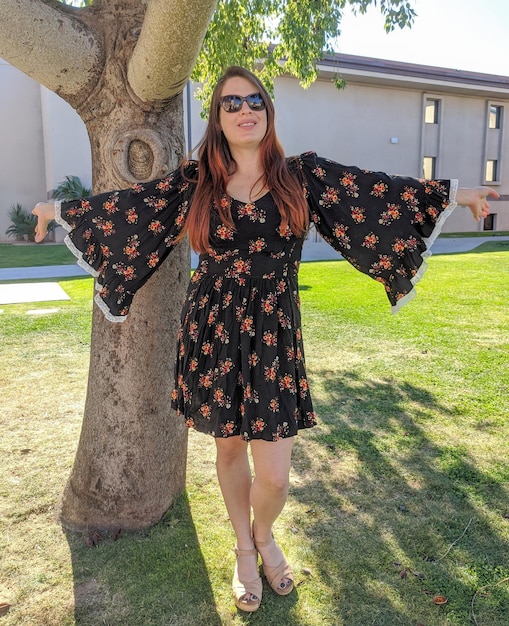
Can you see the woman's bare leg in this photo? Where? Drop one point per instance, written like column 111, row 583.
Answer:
column 269, row 493
column 234, row 475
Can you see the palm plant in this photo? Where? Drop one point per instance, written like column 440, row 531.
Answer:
column 71, row 188
column 23, row 224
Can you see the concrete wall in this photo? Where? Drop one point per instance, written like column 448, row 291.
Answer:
column 22, row 167
column 42, row 140
column 377, row 122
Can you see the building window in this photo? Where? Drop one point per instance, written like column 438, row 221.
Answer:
column 431, row 110
column 491, row 170
column 495, row 116
column 489, row 222
column 429, row 167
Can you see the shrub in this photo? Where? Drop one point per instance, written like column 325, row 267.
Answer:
column 71, row 188
column 23, row 224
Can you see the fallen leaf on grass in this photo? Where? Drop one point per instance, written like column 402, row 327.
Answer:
column 4, row 608
column 439, row 600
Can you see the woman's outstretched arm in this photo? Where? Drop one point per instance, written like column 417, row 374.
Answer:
column 45, row 212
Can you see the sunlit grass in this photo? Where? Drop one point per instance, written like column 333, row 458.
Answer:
column 410, row 457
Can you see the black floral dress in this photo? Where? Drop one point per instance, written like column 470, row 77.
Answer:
column 240, row 359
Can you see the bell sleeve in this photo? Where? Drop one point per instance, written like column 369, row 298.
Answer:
column 383, row 225
column 121, row 237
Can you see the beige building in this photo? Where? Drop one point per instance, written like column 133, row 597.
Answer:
column 396, row 117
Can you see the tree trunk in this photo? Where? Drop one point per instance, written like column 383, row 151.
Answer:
column 131, row 457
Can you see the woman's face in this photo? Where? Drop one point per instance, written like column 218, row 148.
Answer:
column 244, row 128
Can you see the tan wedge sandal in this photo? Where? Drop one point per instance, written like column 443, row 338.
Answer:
column 276, row 574
column 242, row 588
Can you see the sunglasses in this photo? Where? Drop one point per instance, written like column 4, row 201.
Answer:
column 233, row 103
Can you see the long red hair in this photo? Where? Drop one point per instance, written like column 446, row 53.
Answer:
column 216, row 165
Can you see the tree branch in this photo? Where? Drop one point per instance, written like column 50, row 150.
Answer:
column 169, row 43
column 49, row 44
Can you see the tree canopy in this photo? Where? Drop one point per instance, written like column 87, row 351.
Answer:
column 274, row 37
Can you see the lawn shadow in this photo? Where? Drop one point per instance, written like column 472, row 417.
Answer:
column 156, row 578
column 387, row 500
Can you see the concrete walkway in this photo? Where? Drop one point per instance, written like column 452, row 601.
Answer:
column 312, row 251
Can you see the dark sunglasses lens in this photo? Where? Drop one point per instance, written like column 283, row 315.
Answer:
column 232, row 103
column 255, row 102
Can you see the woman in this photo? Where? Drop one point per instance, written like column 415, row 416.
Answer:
column 240, row 373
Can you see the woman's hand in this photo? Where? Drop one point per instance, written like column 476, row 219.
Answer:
column 45, row 212
column 476, row 199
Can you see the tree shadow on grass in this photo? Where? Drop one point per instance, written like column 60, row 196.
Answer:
column 386, row 501
column 152, row 578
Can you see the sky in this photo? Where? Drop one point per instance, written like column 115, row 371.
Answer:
column 470, row 35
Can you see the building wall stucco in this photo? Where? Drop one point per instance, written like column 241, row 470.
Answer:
column 376, row 122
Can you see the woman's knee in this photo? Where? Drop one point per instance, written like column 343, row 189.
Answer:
column 275, row 482
column 230, row 450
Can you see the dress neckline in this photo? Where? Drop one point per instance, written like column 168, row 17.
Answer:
column 267, row 193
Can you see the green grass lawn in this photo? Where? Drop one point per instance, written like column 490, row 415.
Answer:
column 399, row 495
column 33, row 255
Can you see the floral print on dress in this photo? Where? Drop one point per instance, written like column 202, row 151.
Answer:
column 240, row 366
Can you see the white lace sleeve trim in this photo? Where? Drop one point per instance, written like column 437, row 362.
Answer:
column 429, row 242
column 88, row 268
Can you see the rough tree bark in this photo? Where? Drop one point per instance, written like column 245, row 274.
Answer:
****
ASSIGNMENT -
Please transcribe exactly the lines above from the line that has "Can you see the tree branch" up to and including the line that has "Can you see the woman's knee"; no other line belongs in the answer.

ANSWER FOR THIS EXERCISE -
Can you see the tree branch in this photo? Where? Drop one point per instance, written like column 50, row 150.
Answer:
column 169, row 43
column 49, row 44
Can you see the tree canopy in this photo? Where? Drop one point per instance, written like column 87, row 351.
Answer:
column 274, row 37
Can you see the lawn shadow in this photo? Where? Drop one point per instance, written like column 472, row 417.
Answer:
column 156, row 578
column 387, row 500
Can you see the concrete walkway in this photo? Where? Drop one point per instance, written like column 452, row 601.
Answer:
column 312, row 251
Can you see the dark sunglasses lens in this photo? Where? Drop one point per instance, written like column 283, row 315.
Answer:
column 232, row 103
column 255, row 102
Can you see the woman in this photo? Where? Drop one point per instance, written like column 415, row 416.
Answer:
column 240, row 373
Can you see the woman's hand in this photo? Where? Drop one point per instance, written like column 476, row 219.
Answer:
column 45, row 212
column 476, row 199
Can you see the tree shadow on grass in this photo? Where? Drop one point per instance, written like column 60, row 196.
Answer:
column 386, row 501
column 152, row 578
Can you see the sky in this photo? Where? Drop one point per instance, written like column 115, row 371.
Answer:
column 470, row 35
Can you see the building wall stucco in this photo? Where? Drop one point per instance, written like column 241, row 470.
Answer:
column 376, row 122
Can you see the woman's knee in this photo? Where? Drop one point per instance, written like column 343, row 189.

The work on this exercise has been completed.